• **Written tasks**
• 1. In the article on the novel Vampirates: Blood Captain, who presides over Sanctuary?
• 2. Continue the article on the novel Vampirates: Blood Captain, starting after its last sentence.

• **Text extract**
• • • • •

Vampirates: Blood Captain is a 2007 children's novel written by British author Justin Somper.  It is a follow-up to Vampirates: Tide of Terror.

Synopsis
For Connor, these are testing times aboard the Diablo, and he finds himself crossing a line from which there is no return. Grace also faces danger as she travels with Lorcan to Sanctuary, a place of healing presided over by Vampirate guru Mosh Zu.

Characters
 Connor Tempest – Fourteen-year-old orphan, pirate, protagonist, and twin brother of Grace Tempest
 Grace Tempest – fourteen-year-old orphan, protagonist, and twin sister of Connor Tempest
 Lorcan Furey – Grace's rescuer/love, Vampirate, lieutenant of the Nocturne
 Vampirate Captain – Mysterious captain of the Vampirate ship. He wears a mask and no longer drinks blood thanks to the healing of Mosh Zu Kamal.

• • • • •

• **Data shown**
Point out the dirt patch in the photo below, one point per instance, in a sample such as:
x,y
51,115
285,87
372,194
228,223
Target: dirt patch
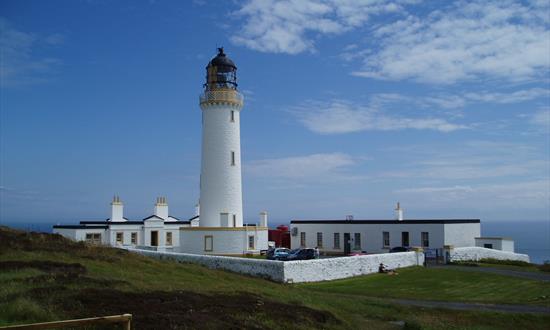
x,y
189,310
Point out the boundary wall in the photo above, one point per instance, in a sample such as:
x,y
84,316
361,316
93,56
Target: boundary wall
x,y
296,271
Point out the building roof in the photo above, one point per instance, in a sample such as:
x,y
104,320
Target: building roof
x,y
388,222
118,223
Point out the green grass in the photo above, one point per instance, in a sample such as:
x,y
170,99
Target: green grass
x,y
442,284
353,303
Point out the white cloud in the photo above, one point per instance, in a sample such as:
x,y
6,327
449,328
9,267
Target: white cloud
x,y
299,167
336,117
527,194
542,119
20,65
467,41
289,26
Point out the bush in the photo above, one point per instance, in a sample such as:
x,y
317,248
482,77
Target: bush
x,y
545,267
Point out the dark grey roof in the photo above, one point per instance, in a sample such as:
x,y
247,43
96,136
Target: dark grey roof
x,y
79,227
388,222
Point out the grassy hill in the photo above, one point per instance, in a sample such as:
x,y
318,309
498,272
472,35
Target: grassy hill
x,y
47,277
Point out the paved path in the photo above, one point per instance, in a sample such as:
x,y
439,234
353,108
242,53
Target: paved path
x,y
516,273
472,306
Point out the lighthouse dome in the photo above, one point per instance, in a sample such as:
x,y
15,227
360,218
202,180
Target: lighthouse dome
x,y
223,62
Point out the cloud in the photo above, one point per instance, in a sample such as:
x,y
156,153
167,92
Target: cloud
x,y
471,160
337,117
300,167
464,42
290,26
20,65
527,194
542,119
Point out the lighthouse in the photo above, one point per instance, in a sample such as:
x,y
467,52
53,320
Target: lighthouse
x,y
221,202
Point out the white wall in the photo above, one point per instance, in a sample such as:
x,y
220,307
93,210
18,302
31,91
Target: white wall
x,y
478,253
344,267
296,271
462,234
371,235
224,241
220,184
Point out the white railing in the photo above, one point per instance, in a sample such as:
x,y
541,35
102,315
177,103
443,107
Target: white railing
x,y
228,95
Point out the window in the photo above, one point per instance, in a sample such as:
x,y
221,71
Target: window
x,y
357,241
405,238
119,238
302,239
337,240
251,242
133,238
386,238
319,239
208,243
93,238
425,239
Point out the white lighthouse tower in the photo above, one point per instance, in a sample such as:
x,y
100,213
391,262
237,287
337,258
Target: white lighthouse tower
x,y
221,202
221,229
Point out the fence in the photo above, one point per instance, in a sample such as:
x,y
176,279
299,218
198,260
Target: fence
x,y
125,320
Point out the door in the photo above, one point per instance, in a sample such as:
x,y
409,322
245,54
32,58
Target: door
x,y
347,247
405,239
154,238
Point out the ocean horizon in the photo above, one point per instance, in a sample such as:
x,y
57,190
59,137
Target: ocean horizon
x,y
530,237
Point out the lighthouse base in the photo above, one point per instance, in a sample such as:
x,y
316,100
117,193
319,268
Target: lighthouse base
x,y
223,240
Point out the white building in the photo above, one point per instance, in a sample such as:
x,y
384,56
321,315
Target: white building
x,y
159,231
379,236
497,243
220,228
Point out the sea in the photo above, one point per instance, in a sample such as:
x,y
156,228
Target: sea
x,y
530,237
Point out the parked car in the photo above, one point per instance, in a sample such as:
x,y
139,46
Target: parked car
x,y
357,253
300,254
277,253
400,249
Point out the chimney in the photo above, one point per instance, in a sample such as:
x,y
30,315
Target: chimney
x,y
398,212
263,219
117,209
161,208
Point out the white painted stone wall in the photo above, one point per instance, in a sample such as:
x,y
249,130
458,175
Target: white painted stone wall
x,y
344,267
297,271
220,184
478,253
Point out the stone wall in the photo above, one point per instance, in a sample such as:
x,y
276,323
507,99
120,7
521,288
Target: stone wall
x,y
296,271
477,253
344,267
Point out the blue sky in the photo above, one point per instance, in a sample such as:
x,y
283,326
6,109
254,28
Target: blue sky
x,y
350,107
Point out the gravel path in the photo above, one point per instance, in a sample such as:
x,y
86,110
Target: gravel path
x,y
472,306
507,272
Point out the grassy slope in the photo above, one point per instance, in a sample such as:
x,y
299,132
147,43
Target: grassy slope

• • • • •

• **Results of the exercise**
• 1. Mosh Zu, a Vampirate guru.

• 2.
 Darcy Flotsam – Figurehead of the Vampirate ship by day and vampire by night; Grace's friend.
 Sidorio – Vampire who resisted the authority of the Vampirate Captain, resulting in his banishment.
 Cheng Li – Former deputy of the Diablo and current teacher at the Pirate Academy
 Captain Molucco Wrathe – Captain of the Diablo
 Captain Barbarro Wrathe – Captain of the Typhon; younger brother of Molucco.
 Trofie – Barbarro's wife
 Moonshine Wrathe – Barbarro and Trofie's son; has a dislike for Connor and little respect for anyone else.
 Transom – Head servant on the Typhon
 Matilda "Ma" Kettle – Owner of Ma Kettle's Tavern
 Shanti – Lorcan Furey's human donor
 Bartholomew "Bart" Pearce – Fellow pirate aboard the Diablo and Connor's best friend
 Cutlass Cate – Becomes deputy of the Diablo once Cheng Li leaves; known for swordsmanship and skill.
 Sugar Pie – Waitress at Ma Kettle's Tavern
 Jez Stukeley – Former pirate; returns as a Vampirate lieutenant to Captain Sidorio.
 Commodore Kuo – Headmaster of the Pirate Academy
 Jacoby Blunt – Student at Pirate Academy; becomes good friends with Connor.
 Jasmine Peacock – Student at Pirate Academy, a good friend to Jacoby and Connor
 Mosh Zu Kamal – Founder of Sanctuary
 Olivier – Resident of Sanctuary; Mosh Zu's number two.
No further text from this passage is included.